### Görev tanımı
"Pick-planner input: for every instance of the metal" ifadesinin geçtiği satırdan kayıtların sonuna kadar olan satırları, "front wheel" ifadesini "rear wheel" olarak değiştirip geri kalan her şeyi aynen bırakarak yeniden yazın.

### Kayıtlar

_____

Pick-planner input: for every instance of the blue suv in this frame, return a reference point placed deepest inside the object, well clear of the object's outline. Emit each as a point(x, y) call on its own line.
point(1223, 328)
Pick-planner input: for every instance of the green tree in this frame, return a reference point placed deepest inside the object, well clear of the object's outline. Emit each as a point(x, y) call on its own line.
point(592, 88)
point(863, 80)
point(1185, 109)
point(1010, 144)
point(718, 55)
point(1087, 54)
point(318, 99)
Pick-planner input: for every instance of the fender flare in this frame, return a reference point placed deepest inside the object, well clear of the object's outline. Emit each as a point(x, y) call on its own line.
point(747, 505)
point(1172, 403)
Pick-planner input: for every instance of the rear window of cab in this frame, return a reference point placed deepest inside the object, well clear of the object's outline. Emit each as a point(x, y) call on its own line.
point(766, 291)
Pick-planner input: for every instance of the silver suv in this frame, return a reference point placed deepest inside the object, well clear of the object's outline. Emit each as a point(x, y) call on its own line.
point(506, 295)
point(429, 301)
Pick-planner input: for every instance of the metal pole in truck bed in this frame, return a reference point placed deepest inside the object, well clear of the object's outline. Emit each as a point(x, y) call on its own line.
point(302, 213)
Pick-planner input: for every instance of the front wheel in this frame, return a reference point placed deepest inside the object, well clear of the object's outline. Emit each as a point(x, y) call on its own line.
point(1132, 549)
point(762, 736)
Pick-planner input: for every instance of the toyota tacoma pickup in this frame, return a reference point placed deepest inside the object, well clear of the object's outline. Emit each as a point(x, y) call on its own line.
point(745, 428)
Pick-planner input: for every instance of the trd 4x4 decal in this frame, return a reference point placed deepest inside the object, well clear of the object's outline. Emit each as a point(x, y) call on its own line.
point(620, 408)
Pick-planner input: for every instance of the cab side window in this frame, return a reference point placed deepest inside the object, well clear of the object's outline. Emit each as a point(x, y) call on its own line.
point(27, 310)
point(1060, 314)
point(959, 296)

_____

### Yazılı çözüm
Pick-planner input: for every instance of the metal pole in truck bed in this frame, return a reference point placed deepest inside the object, well clear of the object's outline. Emit each as a point(x, y) call on its own line.
point(302, 213)
Pick-planner input: for every instance of the rear wheel in this frame, return a reference point placed deepest inside the object, well clear of the object's outline. Emit each as a point(x, y) call on its own line.
point(1132, 549)
point(762, 736)
Pick-planner input: for every instance of the toyota tacoma pickup in this frame, return a reference point placed deepest inside the object, well clear of the object's outline. Emit each as a point(x, y) call on its own line.
point(745, 428)
Pick-planner input: for every instance of the trd 4x4 decal in this frame, return a reference point placed deepest inside the object, well clear of the object's outline. Emit each as a point(x, y) call on its own line.
point(620, 408)
Pick-planner input: for every instance of the cab side window in this frame, return a reference point placed deepest inside the object, well clear of the object's outline. Emit each as a point(x, y) call on its own line.
point(27, 310)
point(1060, 314)
point(959, 296)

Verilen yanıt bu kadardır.